→ Task prompt
Convert the entries below, from the line containing "Note to the class: find each instance of the blue" through the end of the entries, into a two-column CSV with the headers entry_text and answer. Give one row per entry, and put each field in double quotes with any line breaks replaced by spaces.

━━━━━━━━━━━━━━━━━━━━

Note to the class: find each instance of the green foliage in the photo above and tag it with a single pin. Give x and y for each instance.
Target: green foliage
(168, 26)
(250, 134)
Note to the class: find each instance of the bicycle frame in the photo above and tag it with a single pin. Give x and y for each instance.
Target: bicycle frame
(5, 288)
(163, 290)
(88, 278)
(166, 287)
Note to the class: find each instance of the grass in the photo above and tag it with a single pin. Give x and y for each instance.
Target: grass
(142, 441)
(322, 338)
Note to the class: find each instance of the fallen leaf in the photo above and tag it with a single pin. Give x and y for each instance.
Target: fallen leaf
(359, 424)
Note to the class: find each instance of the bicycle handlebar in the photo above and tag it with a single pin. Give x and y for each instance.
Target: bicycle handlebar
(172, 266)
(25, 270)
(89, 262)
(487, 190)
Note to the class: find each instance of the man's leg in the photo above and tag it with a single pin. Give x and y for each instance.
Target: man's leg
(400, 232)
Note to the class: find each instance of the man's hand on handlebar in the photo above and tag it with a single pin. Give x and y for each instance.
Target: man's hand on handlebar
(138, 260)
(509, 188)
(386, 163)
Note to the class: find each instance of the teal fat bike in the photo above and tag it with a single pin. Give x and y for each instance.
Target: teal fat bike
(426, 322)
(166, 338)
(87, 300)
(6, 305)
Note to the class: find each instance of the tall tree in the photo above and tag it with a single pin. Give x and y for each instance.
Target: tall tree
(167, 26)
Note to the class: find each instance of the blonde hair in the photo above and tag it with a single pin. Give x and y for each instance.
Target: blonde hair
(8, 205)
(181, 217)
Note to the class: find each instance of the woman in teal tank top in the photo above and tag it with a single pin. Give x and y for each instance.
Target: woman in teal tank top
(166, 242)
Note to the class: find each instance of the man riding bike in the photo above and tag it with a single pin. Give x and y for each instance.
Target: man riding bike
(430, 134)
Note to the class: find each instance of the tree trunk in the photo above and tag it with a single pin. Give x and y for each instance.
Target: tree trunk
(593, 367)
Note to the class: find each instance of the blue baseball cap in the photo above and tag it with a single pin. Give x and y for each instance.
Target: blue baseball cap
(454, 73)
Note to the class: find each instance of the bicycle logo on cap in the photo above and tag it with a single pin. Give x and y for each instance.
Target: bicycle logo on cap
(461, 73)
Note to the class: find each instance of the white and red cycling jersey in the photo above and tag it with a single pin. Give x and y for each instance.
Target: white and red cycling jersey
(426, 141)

━━━━━━━━━━━━━━━━━━━━

→ Task solution
entry_text,answer
"Note to the class: find each instance of the blue baseball cap in the photo above and tag it with a single pin. Give x and y for each instance. Target: blue baseball cap","(454, 73)"
"Note to the class: find each instance of the bicycle logo on cap in the photo above and tag it with a single pin. Give x and y for each instance. Target: bicycle logo on cap","(461, 73)"
"Note to the class: find each instance of the white and red cycling jersey in the photo above and tag it with a single pin. Give x and y for each instance. Target: white and red cycling jersey","(426, 141)"